__WHAT THE TASK ASKS__. The output should be exactly the lines from the one containing "Could you point to the lower" through the last line of the records, and only those.

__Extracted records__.
————
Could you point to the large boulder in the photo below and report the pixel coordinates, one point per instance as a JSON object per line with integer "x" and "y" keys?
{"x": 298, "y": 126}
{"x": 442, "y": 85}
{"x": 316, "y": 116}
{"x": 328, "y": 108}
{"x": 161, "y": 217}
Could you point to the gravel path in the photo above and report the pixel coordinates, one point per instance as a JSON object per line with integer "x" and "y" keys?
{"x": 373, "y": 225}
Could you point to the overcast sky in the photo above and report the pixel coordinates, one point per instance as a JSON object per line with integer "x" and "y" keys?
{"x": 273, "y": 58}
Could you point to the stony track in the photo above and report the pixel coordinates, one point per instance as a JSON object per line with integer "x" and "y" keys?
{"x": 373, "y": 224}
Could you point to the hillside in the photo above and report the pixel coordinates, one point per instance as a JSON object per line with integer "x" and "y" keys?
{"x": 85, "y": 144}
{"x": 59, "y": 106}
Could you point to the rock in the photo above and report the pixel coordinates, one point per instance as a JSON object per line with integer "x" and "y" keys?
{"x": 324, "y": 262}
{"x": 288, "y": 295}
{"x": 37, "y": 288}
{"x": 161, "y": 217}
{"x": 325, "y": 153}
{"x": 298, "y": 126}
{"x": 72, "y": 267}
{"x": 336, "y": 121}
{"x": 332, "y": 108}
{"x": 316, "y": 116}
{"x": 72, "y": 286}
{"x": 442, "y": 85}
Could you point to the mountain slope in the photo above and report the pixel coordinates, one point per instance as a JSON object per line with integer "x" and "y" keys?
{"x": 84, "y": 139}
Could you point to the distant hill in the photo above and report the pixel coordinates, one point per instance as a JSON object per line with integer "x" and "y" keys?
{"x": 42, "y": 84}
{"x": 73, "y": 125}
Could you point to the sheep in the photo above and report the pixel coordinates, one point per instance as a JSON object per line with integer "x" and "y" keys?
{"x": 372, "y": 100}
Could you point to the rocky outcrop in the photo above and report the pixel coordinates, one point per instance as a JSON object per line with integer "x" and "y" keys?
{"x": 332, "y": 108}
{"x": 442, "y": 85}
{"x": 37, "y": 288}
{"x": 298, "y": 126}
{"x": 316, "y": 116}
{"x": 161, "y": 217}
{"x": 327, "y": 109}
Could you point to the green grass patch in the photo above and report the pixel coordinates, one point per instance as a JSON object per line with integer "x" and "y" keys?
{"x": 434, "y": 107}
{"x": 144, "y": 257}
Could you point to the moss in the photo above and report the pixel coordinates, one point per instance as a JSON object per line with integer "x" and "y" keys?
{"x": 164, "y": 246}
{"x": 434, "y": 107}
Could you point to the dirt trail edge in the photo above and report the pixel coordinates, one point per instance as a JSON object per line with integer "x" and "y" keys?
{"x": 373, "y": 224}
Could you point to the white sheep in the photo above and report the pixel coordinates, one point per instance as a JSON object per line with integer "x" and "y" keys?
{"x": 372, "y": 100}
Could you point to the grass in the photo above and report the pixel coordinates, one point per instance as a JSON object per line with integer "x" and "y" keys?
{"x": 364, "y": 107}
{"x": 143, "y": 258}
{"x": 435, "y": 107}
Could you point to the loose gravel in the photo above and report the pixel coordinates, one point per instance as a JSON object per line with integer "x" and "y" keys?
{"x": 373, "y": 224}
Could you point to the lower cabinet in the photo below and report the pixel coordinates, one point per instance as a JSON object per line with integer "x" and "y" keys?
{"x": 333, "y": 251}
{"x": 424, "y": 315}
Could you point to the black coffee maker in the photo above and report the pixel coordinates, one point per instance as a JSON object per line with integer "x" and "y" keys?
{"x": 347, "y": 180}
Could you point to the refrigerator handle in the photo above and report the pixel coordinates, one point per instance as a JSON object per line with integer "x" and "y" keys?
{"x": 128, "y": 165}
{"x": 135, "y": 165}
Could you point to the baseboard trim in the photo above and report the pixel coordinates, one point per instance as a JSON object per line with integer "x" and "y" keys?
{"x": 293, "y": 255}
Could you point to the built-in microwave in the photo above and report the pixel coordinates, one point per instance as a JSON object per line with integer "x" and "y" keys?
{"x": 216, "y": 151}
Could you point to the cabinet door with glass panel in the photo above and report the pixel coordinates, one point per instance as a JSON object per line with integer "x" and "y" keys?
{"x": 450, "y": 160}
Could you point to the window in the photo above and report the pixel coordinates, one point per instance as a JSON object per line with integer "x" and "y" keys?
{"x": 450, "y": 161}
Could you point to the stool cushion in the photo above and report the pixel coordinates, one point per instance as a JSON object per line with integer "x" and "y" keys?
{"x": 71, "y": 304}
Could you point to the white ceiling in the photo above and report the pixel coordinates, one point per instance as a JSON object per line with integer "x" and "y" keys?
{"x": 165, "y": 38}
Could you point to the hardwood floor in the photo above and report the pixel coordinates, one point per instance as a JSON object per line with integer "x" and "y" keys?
————
__SOLUTION TO THIS TASK__.
Could you point to the lower cabinet in the photo below and report the pixel coordinates, one point per instance as a JSON object per line with integer "x" and "y" keys?
{"x": 333, "y": 251}
{"x": 424, "y": 315}
Could you point to the black coffee maker in the photo above and report the pixel coordinates, one point per instance as a JSON object per line with integer "x" and "y" keys?
{"x": 347, "y": 180}
Could you point to the refrigerator handle in the photo above and report the pixel coordinates, one point per instance as a JSON object per line with integer "x" and "y" keys?
{"x": 128, "y": 165}
{"x": 135, "y": 165}
Could you point to the baseboard trim in the photo above and report the pixel coordinates, one point per instance as a JSON object per line with integer "x" and "y" keys?
{"x": 293, "y": 255}
Could you point to the built-in microwave in the photo above and report the pixel coordinates, one point per instance as a JSON object per line with integer "x" and "y" keys?
{"x": 216, "y": 151}
Could you point to the cabinet door with glass panel in the photo above and report the pixel coordinates, one point per instance as a JSON object per line with integer "x" and "y" keys?
{"x": 450, "y": 160}
Could you point to the window in the photo above and report the pixel coordinates, one point per instance as a JSON object per line with integer "x" and "y" keys?
{"x": 450, "y": 161}
Could you point to the stool cushion in the photo above and report the pixel coordinates, one point per instance as a JSON object per line with integer "x" and "y" keys?
{"x": 71, "y": 304}
Could you point to the white ceiling in the photo above and report the pixel coordinates, one point per instance as a JSON object per line with integer "x" and "y" keys?
{"x": 165, "y": 38}
Could you point to the hardwood floor in the photo above and report the pixel coordinates, one point per instance as a JSON object per line with integer "x" and "y" keys?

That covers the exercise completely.